(Source records):

· · ·

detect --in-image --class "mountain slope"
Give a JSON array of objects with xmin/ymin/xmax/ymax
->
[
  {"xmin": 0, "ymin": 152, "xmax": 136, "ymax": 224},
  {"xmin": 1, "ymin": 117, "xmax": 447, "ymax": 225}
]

· · ·

Please reproduce all of the entries exactly as they stand.

(Response to this exercise):
detect --in-image --class "mountain slope"
Give a JSON array of objects with xmin/ymin/xmax/ymax
->
[
  {"xmin": 0, "ymin": 152, "xmax": 136, "ymax": 224},
  {"xmin": 1, "ymin": 117, "xmax": 447, "ymax": 225}
]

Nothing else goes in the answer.